__STATED TASK__
Everything from the line that holds "like [(272, 53)]." through the end of the data below should be output exactly, both ends included.

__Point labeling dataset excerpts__

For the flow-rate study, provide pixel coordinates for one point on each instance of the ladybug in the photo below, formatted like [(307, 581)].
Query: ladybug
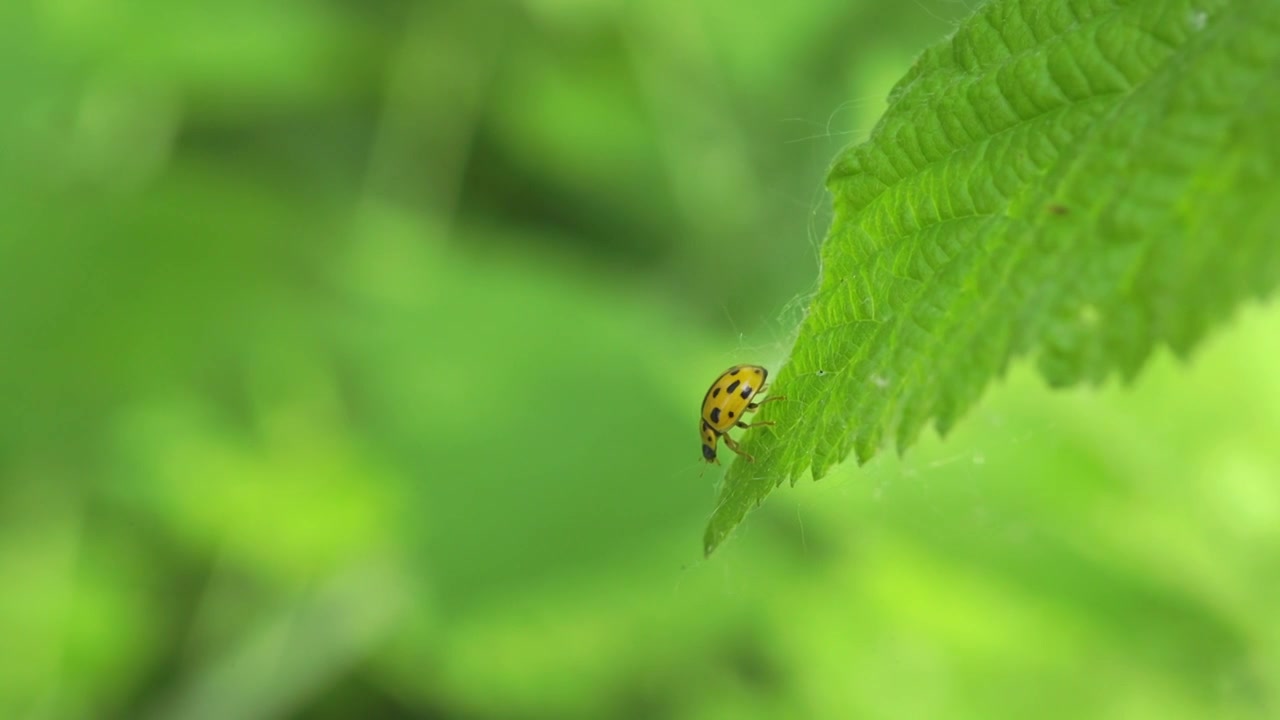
[(726, 402)]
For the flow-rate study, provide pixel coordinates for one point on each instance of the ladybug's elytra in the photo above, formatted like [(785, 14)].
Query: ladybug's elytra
[(728, 399)]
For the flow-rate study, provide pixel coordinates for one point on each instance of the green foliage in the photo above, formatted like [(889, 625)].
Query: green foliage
[(1079, 181)]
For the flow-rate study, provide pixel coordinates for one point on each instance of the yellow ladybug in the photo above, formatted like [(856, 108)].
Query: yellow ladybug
[(727, 400)]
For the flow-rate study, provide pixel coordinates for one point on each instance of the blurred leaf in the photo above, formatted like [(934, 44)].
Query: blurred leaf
[(1054, 178)]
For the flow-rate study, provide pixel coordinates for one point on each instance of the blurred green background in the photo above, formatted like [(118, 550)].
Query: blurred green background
[(348, 367)]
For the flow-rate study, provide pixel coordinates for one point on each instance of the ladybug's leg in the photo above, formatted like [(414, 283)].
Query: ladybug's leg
[(754, 406), (732, 445)]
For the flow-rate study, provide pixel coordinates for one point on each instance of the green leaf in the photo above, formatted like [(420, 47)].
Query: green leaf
[(1077, 180)]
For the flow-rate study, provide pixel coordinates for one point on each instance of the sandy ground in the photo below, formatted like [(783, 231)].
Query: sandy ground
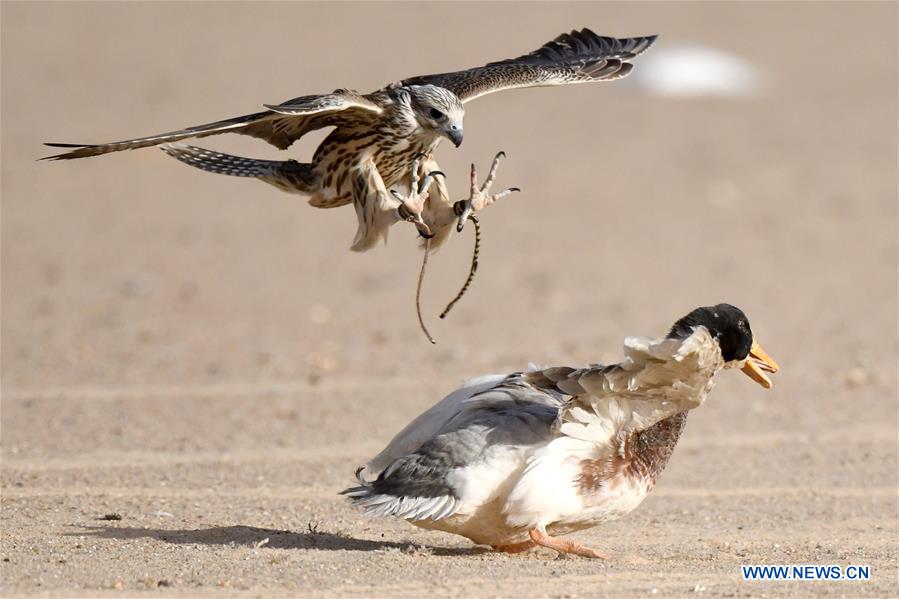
[(204, 357)]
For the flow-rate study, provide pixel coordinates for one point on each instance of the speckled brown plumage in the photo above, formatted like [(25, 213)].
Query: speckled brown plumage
[(377, 136), (642, 455)]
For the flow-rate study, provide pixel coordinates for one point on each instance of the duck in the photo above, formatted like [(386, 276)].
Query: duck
[(516, 461)]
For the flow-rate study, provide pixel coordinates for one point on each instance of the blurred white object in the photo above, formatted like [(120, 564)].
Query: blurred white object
[(693, 70)]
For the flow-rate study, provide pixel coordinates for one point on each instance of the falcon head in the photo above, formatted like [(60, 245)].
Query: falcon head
[(437, 110)]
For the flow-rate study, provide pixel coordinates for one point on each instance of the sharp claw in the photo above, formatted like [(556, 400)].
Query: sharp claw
[(463, 216)]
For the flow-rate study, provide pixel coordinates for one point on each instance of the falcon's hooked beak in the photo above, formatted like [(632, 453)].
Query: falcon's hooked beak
[(453, 131), (757, 363)]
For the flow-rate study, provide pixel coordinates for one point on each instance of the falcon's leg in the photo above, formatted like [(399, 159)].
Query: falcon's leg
[(480, 197), (412, 205), (539, 536)]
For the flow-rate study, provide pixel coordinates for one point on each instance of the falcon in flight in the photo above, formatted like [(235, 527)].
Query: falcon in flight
[(379, 156)]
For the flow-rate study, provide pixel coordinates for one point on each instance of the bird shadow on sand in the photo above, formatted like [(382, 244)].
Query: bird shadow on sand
[(250, 536)]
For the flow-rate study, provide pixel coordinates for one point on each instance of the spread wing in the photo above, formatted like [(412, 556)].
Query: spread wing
[(576, 57), (281, 125)]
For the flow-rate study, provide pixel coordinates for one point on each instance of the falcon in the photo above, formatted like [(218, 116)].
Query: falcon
[(379, 155)]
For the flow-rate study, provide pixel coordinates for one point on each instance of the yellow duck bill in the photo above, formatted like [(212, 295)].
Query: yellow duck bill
[(757, 364)]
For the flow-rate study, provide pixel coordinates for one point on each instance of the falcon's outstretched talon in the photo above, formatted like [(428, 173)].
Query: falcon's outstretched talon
[(480, 197)]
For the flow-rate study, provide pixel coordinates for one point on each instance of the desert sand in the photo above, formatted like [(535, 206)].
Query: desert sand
[(205, 358)]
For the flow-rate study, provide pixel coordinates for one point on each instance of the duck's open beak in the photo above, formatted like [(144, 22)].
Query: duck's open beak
[(757, 364)]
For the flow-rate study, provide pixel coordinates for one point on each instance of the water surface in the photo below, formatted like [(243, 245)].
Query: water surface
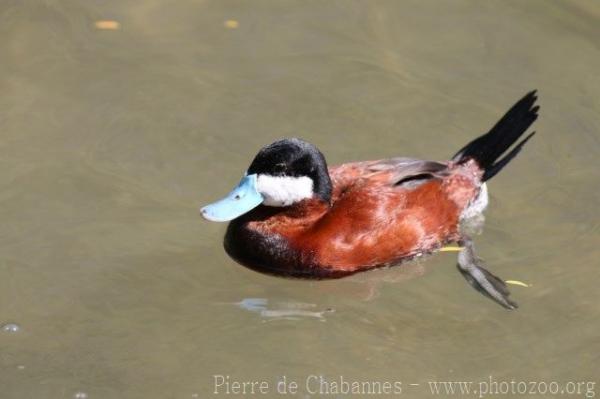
[(110, 140)]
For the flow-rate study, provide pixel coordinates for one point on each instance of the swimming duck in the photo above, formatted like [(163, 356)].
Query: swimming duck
[(291, 215)]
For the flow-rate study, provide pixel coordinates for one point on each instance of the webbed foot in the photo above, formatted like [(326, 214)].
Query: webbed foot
[(482, 280)]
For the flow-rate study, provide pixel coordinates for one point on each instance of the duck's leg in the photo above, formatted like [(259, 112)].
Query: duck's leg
[(483, 281)]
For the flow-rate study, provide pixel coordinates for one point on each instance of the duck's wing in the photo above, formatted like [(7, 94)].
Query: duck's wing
[(405, 172), (399, 171)]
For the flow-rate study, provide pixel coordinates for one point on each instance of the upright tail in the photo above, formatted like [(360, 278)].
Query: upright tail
[(488, 149)]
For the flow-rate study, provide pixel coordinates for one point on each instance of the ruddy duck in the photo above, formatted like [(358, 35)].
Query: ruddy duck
[(293, 216)]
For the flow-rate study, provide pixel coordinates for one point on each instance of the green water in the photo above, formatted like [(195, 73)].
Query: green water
[(110, 140)]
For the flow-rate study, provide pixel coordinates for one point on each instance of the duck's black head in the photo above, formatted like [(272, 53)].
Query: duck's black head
[(282, 174)]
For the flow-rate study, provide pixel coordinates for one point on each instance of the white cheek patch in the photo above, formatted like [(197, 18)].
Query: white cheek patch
[(284, 190)]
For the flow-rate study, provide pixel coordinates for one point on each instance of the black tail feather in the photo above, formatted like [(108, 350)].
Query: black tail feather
[(487, 149)]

__THE COMPLETED TASK__
For the flow-rate study, provide pixel coordinates for one point on each instance of the duck's black head in the photo above, formatted like [(272, 53)].
Query: duck's black head
[(282, 174)]
For the flow-rate study, provide pixel coordinates for one point on each instance of the white cheek patch in the photo above, formatted like [(197, 18)].
Query: white cheek patch
[(284, 190)]
For the flow-rate study, provide pixel coordinates for one point on each instance of the black tail feather in the photo above, formatted like [(108, 350)].
Query: black tail feather
[(487, 149)]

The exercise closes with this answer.